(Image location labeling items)
________
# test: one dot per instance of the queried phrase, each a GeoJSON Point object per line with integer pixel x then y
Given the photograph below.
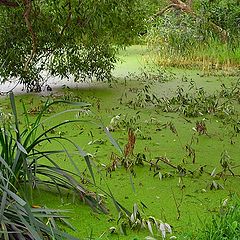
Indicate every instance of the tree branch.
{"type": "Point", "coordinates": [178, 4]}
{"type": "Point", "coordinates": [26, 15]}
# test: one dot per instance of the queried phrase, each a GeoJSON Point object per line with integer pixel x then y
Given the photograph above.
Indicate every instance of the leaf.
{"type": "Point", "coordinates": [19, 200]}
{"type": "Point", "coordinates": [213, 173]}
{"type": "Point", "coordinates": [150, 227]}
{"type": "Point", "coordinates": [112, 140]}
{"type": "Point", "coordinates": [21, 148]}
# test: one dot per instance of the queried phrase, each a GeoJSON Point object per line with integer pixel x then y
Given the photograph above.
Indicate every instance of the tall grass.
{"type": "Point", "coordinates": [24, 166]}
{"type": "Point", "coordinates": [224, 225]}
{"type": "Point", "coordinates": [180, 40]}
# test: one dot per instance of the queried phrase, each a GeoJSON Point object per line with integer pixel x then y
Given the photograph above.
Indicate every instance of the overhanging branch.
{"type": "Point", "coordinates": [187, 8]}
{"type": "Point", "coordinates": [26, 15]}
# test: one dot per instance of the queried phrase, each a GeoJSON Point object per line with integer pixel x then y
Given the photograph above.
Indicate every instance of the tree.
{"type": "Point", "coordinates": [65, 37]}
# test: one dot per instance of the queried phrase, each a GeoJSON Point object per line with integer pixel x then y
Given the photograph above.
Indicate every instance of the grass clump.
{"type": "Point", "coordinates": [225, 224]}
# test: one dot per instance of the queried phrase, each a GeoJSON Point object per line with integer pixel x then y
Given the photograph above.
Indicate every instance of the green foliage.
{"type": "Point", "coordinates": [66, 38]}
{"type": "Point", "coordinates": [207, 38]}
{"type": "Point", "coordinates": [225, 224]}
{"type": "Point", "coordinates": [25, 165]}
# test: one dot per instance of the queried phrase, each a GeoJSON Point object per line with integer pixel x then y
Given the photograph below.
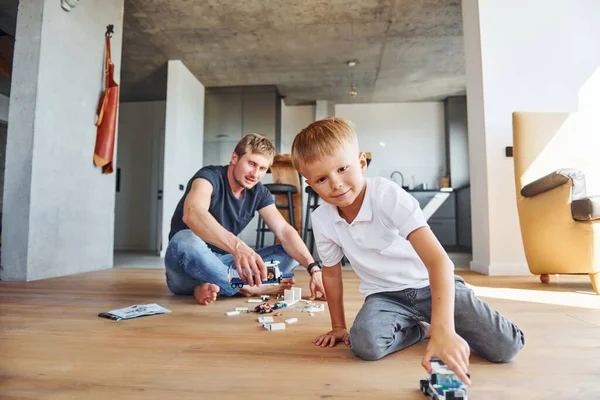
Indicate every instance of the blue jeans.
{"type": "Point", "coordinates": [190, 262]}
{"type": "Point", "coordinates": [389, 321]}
________
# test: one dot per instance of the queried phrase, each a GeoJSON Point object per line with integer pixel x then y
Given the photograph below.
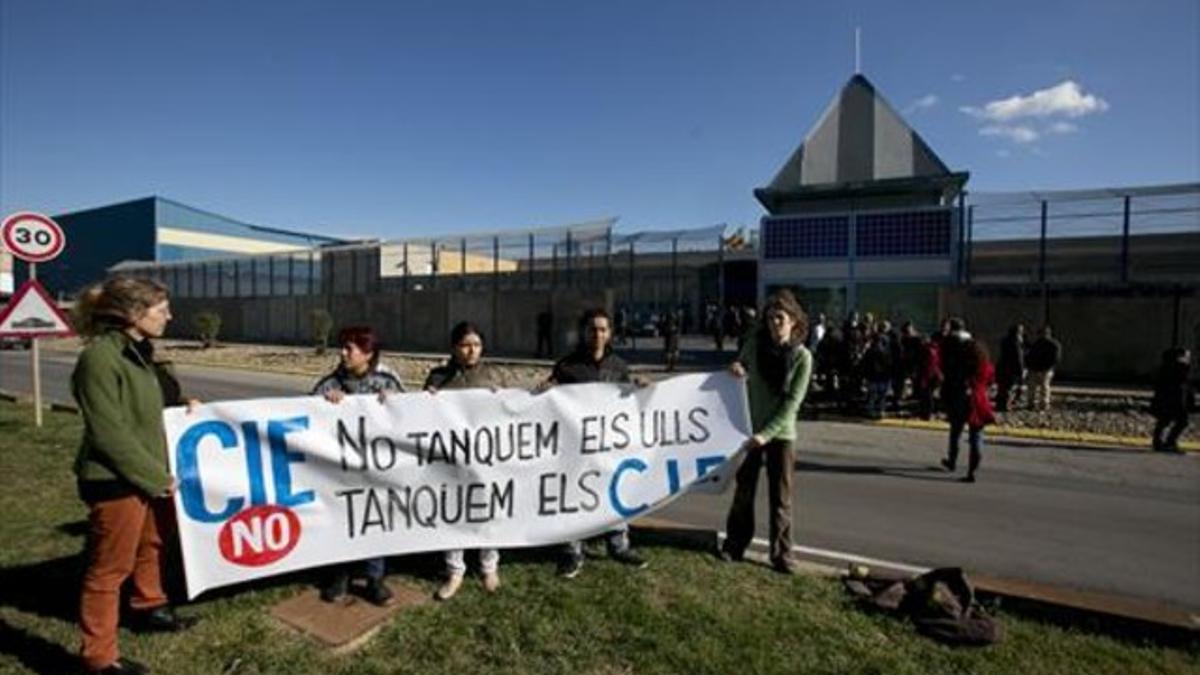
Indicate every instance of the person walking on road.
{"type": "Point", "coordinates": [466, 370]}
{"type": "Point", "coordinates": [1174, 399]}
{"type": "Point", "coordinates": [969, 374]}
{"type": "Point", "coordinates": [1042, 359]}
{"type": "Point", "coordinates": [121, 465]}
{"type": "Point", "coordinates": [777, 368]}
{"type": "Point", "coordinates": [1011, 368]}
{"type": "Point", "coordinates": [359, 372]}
________
— DO THIS —
Pick out every line in the items above that contains the string "tree", and copy each such line in full.

— SOLUTION TO THIS TASK —
Indicate every instance of the tree branch.
Indicate every instance of the tree.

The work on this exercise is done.